--- Exercise material ---

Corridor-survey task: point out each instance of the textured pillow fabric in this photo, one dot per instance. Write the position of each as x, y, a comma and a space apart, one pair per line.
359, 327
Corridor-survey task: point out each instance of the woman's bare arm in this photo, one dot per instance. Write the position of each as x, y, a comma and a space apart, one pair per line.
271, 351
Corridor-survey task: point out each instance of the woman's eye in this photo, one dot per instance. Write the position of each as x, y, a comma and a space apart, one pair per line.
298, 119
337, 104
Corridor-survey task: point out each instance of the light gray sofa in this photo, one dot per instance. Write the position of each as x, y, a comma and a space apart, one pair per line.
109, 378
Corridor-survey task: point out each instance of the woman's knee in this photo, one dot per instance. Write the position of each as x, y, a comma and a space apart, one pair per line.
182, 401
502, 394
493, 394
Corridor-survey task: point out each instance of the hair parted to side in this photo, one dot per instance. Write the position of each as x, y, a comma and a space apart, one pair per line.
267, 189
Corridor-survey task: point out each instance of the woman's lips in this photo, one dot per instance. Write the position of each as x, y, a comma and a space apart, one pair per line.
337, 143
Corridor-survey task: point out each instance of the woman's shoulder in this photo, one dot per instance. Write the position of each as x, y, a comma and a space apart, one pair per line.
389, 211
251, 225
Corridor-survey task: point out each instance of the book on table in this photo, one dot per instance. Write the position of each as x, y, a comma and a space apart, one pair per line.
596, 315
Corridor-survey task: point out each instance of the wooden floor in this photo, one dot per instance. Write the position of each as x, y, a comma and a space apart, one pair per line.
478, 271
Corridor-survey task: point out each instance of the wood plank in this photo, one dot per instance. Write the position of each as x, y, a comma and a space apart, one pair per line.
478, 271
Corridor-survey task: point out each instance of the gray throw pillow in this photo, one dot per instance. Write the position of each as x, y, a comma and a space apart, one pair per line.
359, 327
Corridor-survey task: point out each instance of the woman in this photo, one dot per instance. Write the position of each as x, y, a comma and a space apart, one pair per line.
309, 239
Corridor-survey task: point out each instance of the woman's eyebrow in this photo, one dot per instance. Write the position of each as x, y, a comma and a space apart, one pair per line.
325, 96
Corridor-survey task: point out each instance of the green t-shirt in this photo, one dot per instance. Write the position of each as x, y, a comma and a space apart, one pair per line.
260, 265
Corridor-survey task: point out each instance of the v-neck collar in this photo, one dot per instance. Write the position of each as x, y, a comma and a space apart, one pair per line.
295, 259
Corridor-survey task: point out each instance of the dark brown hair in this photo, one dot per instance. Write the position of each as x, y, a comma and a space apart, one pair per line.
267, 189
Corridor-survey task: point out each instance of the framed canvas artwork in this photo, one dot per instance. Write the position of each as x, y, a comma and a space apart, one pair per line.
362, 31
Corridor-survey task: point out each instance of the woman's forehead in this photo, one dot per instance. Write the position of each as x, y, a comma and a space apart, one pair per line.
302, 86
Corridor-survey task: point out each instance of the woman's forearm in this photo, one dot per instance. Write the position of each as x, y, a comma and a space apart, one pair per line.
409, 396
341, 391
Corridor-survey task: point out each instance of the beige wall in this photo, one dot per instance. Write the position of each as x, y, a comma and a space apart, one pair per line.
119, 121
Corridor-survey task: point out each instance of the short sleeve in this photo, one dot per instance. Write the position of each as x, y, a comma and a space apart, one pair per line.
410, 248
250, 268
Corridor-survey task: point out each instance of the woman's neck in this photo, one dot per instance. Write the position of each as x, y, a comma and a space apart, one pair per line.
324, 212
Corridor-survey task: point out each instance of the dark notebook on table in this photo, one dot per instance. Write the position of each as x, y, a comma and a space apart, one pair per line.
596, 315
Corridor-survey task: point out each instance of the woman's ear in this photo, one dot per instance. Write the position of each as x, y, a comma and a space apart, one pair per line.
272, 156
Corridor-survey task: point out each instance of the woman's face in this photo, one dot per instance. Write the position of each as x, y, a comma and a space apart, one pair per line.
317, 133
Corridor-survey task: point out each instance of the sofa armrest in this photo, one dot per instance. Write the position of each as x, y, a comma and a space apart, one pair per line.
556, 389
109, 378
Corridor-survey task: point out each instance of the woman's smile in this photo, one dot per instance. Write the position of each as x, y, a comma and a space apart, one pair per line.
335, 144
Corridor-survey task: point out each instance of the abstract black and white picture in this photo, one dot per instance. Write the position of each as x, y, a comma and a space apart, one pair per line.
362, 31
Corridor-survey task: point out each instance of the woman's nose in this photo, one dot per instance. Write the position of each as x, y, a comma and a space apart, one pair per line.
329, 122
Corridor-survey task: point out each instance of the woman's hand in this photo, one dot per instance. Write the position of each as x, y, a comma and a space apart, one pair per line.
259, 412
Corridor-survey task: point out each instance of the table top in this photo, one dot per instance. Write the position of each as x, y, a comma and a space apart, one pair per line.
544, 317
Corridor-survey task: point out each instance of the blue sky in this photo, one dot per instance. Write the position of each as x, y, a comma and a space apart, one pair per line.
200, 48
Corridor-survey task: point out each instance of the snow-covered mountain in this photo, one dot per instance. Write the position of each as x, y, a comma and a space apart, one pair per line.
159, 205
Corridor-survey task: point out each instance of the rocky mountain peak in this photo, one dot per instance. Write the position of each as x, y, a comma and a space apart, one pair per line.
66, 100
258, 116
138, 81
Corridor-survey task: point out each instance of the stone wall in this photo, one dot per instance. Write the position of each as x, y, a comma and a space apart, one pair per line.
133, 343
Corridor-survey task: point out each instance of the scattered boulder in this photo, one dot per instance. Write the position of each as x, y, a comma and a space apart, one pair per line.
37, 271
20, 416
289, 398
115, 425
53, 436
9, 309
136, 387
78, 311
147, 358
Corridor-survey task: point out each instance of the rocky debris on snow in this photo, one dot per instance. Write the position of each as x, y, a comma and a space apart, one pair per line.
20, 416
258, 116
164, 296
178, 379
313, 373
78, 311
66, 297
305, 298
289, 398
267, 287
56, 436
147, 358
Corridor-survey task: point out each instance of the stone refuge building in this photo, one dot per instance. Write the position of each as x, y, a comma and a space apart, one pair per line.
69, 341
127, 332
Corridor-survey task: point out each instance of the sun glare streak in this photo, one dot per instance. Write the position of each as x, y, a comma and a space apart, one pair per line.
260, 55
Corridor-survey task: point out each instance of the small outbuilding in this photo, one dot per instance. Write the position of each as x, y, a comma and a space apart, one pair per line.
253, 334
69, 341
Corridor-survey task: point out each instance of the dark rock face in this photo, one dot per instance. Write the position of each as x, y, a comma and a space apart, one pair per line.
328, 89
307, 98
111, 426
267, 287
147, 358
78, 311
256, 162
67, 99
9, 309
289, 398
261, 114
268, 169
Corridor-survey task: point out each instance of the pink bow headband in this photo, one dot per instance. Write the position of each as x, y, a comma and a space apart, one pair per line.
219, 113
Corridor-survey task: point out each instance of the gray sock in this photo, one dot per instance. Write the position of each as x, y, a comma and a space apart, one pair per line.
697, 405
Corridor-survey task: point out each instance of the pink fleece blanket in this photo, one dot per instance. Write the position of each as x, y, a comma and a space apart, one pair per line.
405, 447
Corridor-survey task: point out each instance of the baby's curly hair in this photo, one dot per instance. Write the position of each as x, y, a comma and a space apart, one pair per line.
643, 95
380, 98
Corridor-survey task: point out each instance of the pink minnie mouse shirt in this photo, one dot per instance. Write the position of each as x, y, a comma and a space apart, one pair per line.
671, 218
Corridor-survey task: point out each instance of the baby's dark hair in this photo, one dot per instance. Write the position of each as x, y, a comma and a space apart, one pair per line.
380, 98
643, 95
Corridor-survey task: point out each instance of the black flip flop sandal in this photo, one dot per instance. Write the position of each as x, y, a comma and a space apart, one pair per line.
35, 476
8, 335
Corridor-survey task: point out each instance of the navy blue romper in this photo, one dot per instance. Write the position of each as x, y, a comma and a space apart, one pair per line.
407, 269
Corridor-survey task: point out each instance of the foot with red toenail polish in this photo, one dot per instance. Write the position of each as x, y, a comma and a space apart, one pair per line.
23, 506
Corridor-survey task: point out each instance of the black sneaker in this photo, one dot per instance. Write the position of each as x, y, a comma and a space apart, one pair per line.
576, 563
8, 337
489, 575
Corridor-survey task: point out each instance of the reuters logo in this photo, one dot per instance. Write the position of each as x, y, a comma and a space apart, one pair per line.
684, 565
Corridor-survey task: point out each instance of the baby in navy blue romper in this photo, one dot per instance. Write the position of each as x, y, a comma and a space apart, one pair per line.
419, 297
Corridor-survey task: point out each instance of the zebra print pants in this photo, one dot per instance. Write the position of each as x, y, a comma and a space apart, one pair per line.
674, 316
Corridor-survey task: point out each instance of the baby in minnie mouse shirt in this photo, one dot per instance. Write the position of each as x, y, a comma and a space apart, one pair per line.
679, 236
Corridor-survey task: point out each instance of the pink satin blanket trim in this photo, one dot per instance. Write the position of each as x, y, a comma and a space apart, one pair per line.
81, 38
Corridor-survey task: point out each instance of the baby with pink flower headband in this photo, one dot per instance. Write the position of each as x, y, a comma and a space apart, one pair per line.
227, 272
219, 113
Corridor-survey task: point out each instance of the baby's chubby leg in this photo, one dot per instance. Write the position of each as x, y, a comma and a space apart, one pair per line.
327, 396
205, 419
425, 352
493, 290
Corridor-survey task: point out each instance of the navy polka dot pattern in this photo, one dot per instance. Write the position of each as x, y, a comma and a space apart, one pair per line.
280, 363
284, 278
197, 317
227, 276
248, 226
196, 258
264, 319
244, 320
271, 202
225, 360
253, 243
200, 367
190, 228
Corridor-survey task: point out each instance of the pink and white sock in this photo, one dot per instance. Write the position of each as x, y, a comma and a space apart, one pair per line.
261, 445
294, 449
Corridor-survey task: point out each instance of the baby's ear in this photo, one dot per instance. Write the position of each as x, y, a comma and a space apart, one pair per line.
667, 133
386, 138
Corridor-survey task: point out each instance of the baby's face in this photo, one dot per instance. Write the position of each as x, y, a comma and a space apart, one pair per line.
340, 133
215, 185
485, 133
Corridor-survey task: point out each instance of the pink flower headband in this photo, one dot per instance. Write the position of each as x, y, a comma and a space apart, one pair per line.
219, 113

---

What needs to be done: Start at the line that contains "Corridor-survey task: point out each instance of the navy polka" and continue through the end of the records, changing "baby's" to "infant's" while keeping everything else unchanged. Return only those lines.

Problem solution:
Corridor-survey task: point out each instance of the navy polka dot pattern in this photo, one dot per instance. Write the position of each as x, y, a comma and a space apart, one pair per line.
280, 363
284, 278
197, 317
227, 276
248, 226
196, 258
264, 319
244, 320
271, 202
225, 360
253, 243
200, 367
190, 228
Corridor-survey task: point out each instance of the pink and white sock in this photo, one dot per instance. Write the position of each as x, y, a comma and a space apart, one pair per line.
261, 445
294, 449
Corridor-survey task: point out each instance of the infant's ear in this photo, one dot per instance. Write the position of each as x, y, a comma and a space apart, one pair per line.
667, 133
386, 138
Corridor-survey task: point out each instance of the infant's face in this photo, one dot per instance. Write the position of each as x, y, a comma and a space apart, one pair per line.
340, 133
215, 185
485, 133
Corridor-survey task: point out each instance of the pink flower headband in this photo, one dot per instance. Write the position of each as x, y, a comma and a space apart, one pair per line.
219, 113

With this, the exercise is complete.